**Material for the task**:
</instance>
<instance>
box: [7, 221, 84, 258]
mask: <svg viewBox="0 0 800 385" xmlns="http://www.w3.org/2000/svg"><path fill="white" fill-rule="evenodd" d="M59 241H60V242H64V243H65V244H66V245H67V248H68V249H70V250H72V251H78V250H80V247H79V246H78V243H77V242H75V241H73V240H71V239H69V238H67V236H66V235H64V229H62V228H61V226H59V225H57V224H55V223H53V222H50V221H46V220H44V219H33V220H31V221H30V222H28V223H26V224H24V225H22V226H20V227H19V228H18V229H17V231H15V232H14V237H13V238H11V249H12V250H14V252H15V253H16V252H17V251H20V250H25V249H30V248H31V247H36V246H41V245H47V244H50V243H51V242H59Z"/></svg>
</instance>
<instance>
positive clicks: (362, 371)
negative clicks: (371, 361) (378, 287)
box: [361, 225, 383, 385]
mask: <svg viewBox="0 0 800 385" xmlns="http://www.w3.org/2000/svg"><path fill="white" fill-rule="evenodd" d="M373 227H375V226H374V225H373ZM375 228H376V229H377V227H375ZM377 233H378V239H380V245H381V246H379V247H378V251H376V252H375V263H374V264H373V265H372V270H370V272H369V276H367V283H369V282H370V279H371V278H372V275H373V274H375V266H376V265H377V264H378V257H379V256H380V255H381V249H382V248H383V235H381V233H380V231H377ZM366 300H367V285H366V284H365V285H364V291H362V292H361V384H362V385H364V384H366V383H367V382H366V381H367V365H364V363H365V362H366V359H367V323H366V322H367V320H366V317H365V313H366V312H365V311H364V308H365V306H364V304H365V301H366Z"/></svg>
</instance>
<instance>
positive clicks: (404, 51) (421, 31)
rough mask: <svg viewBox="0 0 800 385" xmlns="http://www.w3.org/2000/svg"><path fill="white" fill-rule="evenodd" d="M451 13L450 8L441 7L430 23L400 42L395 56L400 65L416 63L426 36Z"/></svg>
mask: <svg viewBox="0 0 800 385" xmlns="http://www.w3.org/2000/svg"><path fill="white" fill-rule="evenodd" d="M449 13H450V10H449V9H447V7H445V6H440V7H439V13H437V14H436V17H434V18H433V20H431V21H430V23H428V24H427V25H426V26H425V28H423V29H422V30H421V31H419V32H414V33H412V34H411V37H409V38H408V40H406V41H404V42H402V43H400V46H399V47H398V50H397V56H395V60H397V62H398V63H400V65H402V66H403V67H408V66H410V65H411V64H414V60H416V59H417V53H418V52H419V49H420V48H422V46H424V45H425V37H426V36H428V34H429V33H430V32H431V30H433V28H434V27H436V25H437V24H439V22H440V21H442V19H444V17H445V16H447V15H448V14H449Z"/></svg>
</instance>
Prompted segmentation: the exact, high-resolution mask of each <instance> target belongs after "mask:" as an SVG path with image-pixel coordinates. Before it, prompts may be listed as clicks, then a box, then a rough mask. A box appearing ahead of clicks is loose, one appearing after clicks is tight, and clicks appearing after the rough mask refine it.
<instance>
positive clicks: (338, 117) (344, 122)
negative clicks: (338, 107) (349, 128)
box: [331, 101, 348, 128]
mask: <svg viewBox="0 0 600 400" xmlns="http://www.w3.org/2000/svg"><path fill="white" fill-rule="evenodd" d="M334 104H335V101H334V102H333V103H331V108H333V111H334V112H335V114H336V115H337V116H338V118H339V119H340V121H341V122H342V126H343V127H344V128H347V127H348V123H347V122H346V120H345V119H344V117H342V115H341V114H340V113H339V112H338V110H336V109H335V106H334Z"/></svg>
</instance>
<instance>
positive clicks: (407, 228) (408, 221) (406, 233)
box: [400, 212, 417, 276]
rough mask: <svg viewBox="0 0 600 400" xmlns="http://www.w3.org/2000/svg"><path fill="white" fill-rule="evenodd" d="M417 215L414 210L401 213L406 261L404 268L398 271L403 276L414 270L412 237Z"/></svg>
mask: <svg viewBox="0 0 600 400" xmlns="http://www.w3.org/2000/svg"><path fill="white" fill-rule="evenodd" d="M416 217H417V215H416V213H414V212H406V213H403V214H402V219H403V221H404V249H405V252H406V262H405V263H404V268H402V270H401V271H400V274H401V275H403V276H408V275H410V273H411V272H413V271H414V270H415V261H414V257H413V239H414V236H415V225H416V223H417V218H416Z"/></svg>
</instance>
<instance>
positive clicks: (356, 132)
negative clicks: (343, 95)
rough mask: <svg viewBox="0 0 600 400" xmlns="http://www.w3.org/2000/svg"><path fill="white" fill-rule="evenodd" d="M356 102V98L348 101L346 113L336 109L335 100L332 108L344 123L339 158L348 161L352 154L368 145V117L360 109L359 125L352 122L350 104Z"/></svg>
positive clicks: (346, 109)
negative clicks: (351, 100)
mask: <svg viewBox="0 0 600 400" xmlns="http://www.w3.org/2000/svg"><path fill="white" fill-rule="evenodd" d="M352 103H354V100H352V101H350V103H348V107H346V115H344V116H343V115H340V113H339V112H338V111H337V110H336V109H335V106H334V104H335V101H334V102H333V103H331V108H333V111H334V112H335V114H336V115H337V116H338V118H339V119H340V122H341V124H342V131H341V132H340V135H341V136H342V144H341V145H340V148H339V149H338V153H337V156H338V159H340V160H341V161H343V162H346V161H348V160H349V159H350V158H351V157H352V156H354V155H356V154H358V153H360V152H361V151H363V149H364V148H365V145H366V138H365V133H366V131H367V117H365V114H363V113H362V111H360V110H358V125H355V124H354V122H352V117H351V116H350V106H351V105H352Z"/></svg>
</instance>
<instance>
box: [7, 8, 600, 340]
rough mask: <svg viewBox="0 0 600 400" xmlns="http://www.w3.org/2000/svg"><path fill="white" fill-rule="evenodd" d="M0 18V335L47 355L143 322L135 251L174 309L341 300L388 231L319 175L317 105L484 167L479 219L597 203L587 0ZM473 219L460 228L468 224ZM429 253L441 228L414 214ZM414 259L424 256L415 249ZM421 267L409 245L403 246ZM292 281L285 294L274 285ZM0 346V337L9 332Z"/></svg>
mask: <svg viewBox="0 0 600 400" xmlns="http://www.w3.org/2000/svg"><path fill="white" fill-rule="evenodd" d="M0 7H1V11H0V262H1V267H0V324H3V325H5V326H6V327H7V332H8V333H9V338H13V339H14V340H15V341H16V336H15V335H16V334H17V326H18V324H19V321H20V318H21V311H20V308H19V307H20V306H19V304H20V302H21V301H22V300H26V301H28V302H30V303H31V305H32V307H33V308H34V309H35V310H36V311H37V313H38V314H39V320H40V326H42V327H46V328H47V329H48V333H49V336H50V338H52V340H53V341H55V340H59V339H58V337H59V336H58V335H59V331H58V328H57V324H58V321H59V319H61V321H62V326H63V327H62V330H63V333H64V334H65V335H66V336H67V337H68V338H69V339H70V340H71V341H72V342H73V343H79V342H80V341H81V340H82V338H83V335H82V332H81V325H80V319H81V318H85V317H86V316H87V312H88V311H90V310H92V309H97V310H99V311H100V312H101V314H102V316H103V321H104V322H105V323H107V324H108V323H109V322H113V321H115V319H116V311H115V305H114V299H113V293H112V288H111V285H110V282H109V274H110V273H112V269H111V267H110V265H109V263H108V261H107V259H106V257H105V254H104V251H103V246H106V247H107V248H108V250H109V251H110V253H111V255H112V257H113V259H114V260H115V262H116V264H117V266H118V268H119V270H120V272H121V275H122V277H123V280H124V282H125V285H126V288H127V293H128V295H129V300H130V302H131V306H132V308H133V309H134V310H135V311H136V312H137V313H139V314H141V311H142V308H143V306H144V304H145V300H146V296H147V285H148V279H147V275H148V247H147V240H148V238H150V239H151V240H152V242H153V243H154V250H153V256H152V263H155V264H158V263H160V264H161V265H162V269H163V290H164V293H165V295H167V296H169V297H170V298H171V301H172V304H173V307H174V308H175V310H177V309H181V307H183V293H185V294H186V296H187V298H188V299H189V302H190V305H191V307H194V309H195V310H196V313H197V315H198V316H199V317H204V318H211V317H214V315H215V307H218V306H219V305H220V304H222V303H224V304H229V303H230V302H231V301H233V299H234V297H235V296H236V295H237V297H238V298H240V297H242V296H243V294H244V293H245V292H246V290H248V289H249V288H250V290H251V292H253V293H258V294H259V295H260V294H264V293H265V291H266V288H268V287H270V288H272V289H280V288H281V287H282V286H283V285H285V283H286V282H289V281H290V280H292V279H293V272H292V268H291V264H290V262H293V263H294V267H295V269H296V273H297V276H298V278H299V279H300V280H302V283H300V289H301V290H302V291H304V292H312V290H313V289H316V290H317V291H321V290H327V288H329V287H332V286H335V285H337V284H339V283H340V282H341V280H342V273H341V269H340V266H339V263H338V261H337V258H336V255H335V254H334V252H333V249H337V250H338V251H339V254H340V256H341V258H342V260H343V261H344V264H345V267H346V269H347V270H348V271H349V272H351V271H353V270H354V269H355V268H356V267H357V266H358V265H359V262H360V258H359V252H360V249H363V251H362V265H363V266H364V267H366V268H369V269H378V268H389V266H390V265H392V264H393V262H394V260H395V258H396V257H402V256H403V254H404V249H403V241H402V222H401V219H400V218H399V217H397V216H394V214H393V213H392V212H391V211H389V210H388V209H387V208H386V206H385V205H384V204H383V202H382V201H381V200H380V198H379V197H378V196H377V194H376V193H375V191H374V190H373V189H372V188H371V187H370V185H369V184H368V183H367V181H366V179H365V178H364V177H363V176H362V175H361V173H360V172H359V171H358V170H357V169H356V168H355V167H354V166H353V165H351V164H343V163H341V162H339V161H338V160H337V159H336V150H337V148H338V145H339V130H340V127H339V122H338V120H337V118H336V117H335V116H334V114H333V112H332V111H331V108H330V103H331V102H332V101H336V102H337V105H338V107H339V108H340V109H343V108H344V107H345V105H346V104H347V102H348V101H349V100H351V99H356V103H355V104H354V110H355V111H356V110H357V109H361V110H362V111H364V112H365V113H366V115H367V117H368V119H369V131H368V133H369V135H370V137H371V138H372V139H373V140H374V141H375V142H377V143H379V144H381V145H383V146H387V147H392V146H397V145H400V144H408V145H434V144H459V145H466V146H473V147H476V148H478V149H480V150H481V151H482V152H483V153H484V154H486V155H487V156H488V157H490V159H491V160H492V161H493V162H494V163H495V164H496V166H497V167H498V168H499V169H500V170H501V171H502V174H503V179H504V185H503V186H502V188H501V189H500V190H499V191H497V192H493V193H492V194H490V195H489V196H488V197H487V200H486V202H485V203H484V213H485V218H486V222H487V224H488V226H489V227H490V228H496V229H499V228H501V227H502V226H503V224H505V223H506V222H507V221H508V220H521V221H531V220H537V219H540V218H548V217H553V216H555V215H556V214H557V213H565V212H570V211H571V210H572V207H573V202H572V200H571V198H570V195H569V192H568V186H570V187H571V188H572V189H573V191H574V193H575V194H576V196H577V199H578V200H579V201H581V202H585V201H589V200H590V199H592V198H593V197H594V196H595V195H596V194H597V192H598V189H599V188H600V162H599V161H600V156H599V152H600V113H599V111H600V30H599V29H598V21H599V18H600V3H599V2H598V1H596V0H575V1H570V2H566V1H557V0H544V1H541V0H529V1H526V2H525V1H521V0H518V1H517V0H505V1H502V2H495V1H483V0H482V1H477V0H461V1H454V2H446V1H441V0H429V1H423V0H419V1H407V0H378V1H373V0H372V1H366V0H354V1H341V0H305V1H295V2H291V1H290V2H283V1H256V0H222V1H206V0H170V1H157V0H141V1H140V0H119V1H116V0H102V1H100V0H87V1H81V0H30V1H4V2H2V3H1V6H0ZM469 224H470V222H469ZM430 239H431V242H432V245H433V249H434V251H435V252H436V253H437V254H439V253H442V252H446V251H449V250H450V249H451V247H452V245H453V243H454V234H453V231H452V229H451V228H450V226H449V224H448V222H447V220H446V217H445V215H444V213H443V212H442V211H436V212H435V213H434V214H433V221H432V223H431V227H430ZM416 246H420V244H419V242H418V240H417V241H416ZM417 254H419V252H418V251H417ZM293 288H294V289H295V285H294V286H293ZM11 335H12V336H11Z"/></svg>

**Task**: Only the lines above from the one with "positive clicks: (346, 109)" up to and including the one with "box: [7, 8, 600, 340]" should be repeated, exactly as written.

**Reply to the exercise**:
positive clicks: (346, 109)
negative clicks: (351, 100)
mask: <svg viewBox="0 0 600 400" xmlns="http://www.w3.org/2000/svg"><path fill="white" fill-rule="evenodd" d="M352 103H354V100H352V101H350V103H348V107H346V115H344V116H343V115H340V113H339V112H338V111H337V110H336V109H335V106H334V104H335V101H334V102H333V103H331V108H333V111H334V112H335V114H336V115H337V116H338V118H339V119H340V122H341V124H342V131H341V132H340V135H341V136H342V144H341V145H340V148H339V149H338V153H337V156H338V159H340V160H341V161H343V162H346V161H348V160H349V159H350V158H351V157H352V156H354V155H356V154H358V153H360V152H361V151H363V149H364V148H365V145H366V138H365V133H366V131H367V117H365V114H363V113H362V111H360V110H358V125H355V124H354V122H352V117H351V116H350V106H351V105H352Z"/></svg>
</instance>
<instance>
box: [7, 8, 600, 340]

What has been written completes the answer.